Na visão de Carlos Mendoza, é possível falar de Deus em meio aos escombros da modernidade tecnocientífica somente se estivermos situados no clamor do sofrimento do inocente

 

Para o doutor em Teologia e sacerdote dominicano nascido no México, Carlos Mendoza-Alvarez, “um modelo pós-moderno de Igreja ainda está no início, começa-se a ver os seus sinais, tais como uma autoridade compartilhada, um reconhecimento da diversidade de carismas e de funções, comunidades de equidade de gênero e de profundo cuidado com a mãe terra, celebrações sacramentais inculturadas, teologias contextuais que dão conta da experiência de salvação de cada cultura e época, para citar somente algumas das grandes matérias pendentes para uma reforma eclesial”. Ele fez esta e outras afirmações na entrevista que concedeu por e-mail para a IHU On-Line, onde também declarou que “o novo milênio do cristianismo tem diante de si enormes desafios, tais como recuperar a harmonia entre a razão em seus próprios limites e da fé como conhecimento silencioso do real, sem competir pela predominância de uma sobre a outra”. 

Carlos Mendoza-Alvarez se formou em Filosofia, pela Universidade Autônoma do México, e fez doutorado em Teologia, em Paris e Friburgo (Suíça). Em sua tese de doutorado procurou tecer um diálogo com o pensamento hermenêutico de Paul Ricoeur, a ética da alteridade de Emmanuel Levinas e a teoria mimética de René Girard. Dentre seus escritos, destaca-se o livro O Deus escondido da pós-modernidade: desejo, memória e imaginação escatológica. Ensaio de teologia fundamental pós-moderna (São Paulo: É Realizações, 2011). Mendoza irá participar do Congresso Continental de Teologia, no próximo dia 8 de outubro, das 14h30min às 16h30min, falando a partir do tema “Modernidade e pós-modernidade”. Acesse a programação completa em http://bit.ly/NMoI2N.

* Exercícios:
A. Responda com base no texto sobre Carlos Mendoza-Alvarez:
(i) Em que universidade ele se formou em Filosofia?
(ii) Em que cidades fez o doutorado em Teologia?
(iii) Em que dia e horário ele participará do Congresso Continental de Teologia?
B. Segundo o texto sobre Carlos Mendoza-Alvarez, a tese de doutorado dele dialoga com o pensamento de alguns autores. Cite todos eles.
C. Transcreva sem alterações o trecho do texto sobre Carlos Mendoza-Alvarez que começa em "Carlos Mendoza-Alvarez se" e vai até "completa em http://bit.ly/NMoI2N.".

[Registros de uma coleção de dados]

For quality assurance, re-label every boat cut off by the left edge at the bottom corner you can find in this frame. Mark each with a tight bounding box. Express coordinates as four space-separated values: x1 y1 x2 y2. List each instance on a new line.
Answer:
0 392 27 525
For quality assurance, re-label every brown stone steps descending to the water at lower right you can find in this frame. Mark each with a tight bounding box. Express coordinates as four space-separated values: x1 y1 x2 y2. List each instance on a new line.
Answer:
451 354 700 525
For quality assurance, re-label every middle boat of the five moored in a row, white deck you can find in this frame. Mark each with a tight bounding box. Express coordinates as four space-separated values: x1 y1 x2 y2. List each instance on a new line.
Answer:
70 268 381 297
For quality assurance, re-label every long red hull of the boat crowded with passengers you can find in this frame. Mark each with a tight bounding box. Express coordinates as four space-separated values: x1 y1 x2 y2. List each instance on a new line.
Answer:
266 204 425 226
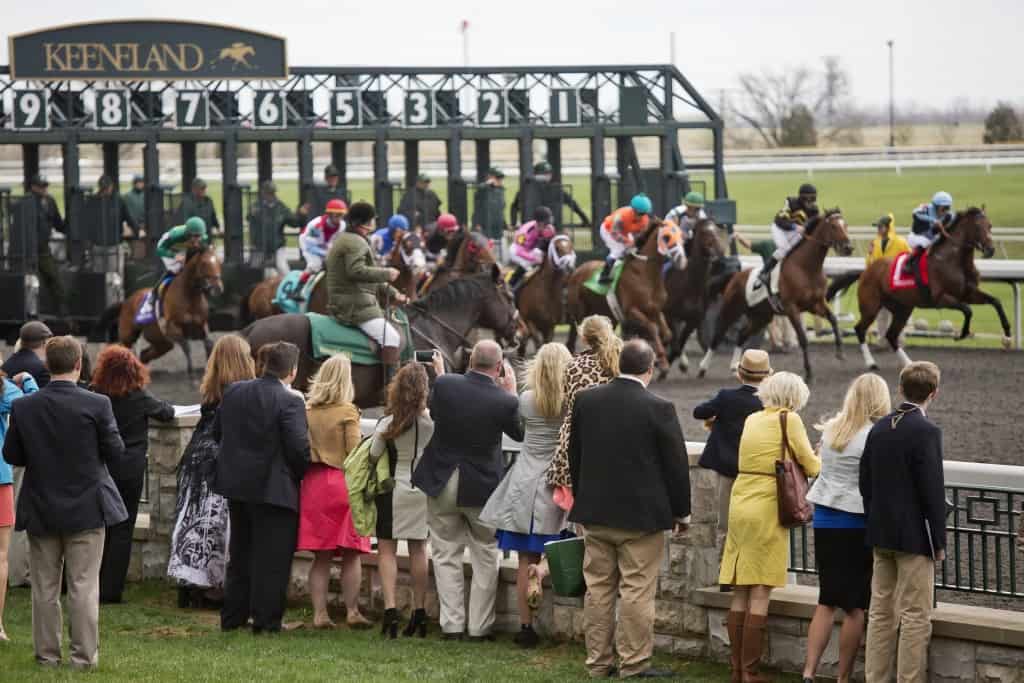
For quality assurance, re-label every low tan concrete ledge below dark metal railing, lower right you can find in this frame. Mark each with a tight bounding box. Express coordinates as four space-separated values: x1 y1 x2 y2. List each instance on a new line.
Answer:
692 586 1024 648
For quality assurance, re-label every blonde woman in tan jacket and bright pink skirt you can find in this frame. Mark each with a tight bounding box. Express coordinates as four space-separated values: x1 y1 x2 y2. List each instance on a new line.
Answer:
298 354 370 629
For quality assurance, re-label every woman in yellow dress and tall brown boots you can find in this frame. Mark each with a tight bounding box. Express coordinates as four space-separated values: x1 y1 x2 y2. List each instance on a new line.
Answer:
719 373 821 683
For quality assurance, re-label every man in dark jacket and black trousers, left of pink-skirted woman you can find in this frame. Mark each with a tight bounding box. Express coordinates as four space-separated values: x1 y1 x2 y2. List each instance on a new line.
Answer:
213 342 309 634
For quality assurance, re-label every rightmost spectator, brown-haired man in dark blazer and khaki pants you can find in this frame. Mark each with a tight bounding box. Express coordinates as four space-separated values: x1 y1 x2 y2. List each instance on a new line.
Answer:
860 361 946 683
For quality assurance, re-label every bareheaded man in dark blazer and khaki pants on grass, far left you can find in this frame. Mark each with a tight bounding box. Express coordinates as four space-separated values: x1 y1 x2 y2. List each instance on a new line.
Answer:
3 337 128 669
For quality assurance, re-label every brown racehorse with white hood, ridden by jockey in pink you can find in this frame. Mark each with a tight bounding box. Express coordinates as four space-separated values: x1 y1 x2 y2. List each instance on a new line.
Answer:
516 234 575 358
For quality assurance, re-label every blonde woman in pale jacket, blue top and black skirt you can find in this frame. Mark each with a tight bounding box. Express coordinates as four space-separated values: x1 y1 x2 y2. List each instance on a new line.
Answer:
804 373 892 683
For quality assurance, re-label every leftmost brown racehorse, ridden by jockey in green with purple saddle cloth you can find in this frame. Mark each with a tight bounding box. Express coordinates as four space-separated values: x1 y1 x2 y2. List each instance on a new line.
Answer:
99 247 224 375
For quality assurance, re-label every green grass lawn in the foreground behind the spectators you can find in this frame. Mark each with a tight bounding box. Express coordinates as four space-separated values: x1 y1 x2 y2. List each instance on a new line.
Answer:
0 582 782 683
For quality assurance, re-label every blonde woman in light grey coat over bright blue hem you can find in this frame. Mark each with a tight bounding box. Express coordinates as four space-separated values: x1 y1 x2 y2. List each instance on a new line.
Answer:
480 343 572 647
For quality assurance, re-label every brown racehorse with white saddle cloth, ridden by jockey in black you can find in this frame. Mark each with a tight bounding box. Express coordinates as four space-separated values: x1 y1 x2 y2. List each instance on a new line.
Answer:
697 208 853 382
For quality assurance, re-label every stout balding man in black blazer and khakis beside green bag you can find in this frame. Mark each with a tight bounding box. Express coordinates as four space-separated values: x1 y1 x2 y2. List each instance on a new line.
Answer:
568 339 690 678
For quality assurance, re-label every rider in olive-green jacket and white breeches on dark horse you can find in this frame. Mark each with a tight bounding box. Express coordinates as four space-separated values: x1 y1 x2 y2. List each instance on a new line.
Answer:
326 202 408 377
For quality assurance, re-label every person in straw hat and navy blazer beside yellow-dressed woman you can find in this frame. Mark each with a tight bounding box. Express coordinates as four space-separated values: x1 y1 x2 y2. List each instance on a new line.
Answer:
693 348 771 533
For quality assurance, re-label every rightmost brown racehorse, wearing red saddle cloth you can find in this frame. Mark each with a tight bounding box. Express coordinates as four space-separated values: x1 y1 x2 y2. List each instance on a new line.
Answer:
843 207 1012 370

* Respostas por item:
A.
(i) Na Universidade Autônoma do México.
(ii) Em Paris e Friburgo (Suíça).
(iii) No dia 8 de outubro, das 14h30min às 16h30min.

B. Paul Ricoeur, Emmanuel Levinas e René Girard.

C.
Carlos Mendoza-Alvarez se formou em Filosofia, pela Universidade Autônoma do México, e fez doutorado em Teologia, em Paris e Friburgo (Suíça). Em sua tese de doutorado procurou tecer um diálogo com o pensamento hermenêutico de Paul Ricoeur, a ética da alteridade de Emmanuel Levinas e a teoria mimética de René Girard. Dentre seus escritos, destaca-se o livro O Deus escondido da pós-modernidade: desejo, memória e imaginação escatológica. Ensaio de teologia fundamental pós-moderna (São Paulo: É Realizações, 2011). Mendoza irá participar do Congresso Continental de Teologia, no próximo dia 8 de outubro, das 14h30min às 16h30min, falando a partir do tema “Modernidade e pós-modernidade”. Acesse a programação completa em http://bit.ly/NMoI2N.